§ **Stated task**
From the line that has "Task: Where can the small sunflower" down to the final line of the listing below, transcribe every line exactly, and only those.

§ **Stored data**
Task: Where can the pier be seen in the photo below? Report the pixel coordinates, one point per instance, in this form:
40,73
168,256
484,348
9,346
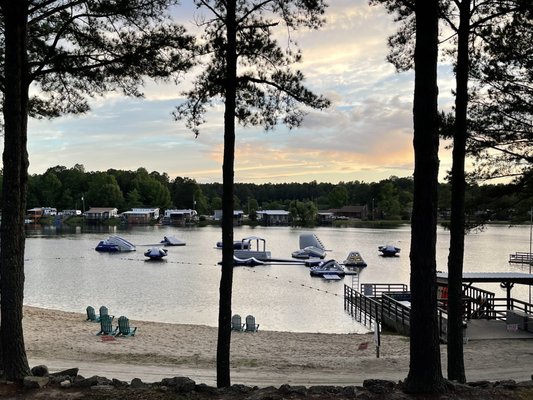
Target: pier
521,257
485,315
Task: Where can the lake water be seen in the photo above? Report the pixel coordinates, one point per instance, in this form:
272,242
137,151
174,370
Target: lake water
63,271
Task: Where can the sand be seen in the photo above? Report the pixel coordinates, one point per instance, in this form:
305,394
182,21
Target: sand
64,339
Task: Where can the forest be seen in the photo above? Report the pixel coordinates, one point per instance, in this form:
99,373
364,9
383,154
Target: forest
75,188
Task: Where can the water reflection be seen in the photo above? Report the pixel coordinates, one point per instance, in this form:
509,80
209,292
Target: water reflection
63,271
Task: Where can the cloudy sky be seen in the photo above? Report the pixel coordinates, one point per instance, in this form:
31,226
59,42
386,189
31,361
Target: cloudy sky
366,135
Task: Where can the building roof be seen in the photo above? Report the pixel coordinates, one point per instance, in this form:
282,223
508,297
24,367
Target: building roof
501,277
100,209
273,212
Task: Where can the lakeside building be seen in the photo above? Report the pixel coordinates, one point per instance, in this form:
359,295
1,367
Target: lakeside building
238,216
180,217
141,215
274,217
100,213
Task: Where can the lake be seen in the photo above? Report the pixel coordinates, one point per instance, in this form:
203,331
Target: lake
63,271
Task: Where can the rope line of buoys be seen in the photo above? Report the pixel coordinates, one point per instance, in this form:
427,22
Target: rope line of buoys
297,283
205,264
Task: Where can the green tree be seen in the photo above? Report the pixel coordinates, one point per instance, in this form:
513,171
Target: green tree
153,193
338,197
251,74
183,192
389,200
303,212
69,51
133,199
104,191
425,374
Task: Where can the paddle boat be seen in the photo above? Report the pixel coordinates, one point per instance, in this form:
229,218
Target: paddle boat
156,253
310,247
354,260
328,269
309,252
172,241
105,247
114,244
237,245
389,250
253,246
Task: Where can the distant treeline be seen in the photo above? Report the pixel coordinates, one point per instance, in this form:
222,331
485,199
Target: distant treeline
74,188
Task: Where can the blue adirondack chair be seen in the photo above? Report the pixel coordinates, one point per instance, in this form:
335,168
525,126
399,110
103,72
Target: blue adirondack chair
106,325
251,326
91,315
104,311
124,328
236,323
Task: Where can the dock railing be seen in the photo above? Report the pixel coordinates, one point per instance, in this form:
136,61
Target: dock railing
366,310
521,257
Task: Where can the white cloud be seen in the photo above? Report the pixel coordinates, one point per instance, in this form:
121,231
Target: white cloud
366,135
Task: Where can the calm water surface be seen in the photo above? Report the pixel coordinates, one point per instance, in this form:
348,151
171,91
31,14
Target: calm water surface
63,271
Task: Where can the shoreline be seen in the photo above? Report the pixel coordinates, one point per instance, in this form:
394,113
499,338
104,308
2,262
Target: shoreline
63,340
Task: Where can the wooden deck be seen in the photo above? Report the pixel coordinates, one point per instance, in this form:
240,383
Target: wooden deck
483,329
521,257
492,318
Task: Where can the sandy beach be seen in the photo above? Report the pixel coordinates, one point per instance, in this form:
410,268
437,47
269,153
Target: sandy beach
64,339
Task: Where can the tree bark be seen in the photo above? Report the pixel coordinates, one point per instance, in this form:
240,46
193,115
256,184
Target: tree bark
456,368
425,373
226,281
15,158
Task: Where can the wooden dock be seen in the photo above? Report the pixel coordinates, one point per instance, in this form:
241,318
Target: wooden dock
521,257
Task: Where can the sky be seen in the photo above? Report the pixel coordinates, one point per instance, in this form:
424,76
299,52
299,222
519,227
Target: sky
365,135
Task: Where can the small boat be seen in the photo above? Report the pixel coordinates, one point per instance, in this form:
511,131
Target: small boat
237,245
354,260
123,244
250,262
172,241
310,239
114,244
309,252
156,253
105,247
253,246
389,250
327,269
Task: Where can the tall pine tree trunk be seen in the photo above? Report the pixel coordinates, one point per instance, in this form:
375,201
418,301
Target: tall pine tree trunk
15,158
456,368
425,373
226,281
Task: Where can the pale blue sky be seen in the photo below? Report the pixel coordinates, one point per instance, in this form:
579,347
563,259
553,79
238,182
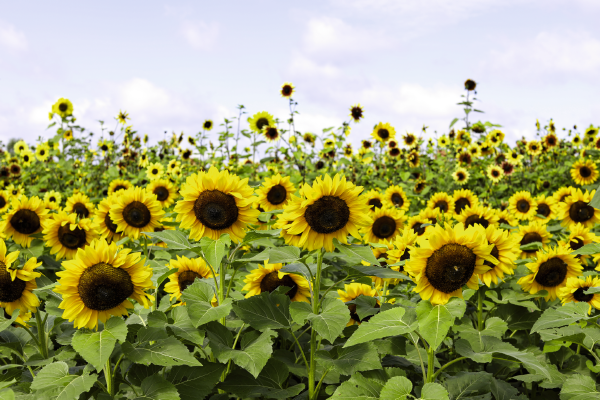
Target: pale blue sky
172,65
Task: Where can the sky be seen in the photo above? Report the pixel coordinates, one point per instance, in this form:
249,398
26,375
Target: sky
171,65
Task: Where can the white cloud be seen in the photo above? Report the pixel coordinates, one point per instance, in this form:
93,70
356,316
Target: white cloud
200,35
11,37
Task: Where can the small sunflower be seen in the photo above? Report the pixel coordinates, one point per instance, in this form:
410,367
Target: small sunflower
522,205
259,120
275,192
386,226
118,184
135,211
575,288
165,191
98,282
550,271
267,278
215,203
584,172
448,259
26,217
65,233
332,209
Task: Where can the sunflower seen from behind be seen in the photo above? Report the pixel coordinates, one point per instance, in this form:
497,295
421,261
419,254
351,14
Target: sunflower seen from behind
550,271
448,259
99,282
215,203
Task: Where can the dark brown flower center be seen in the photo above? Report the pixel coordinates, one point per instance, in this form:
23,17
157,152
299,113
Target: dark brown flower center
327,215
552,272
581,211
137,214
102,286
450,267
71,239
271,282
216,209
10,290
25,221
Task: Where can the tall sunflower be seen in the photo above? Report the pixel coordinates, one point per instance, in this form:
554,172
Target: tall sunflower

§ **Complete output**
Task: Where can the small sunflower be seen in the photo above? Report the pixel coordinates, one point per instance, in this form:
410,367
Target: small sunflower
522,205
259,120
275,192
386,226
118,184
135,211
575,288
165,191
98,282
550,271
267,278
215,203
584,172
448,259
26,217
65,233
332,209
Task: Where can the sunflower seen from behind be seen in the photo above? Report the pixel coordinates, one point per instance, in this form:
497,295
421,261
419,254
351,14
Target: sunflower seen from behind
550,271
448,259
99,282
215,203
Task: Where can the dark brown flower center be seen in the photo above? Report the pixel coordinates, one point per instance, in this form:
23,17
157,152
299,113
Target: dark brown flower center
327,215
552,272
581,211
137,214
102,286
450,267
71,239
271,282
216,209
10,290
25,221
Task: Where can the tall sunflower be seen in the photo above? Report the pixel coordinates, one point per instance, in this form:
554,172
Target: tall sunflower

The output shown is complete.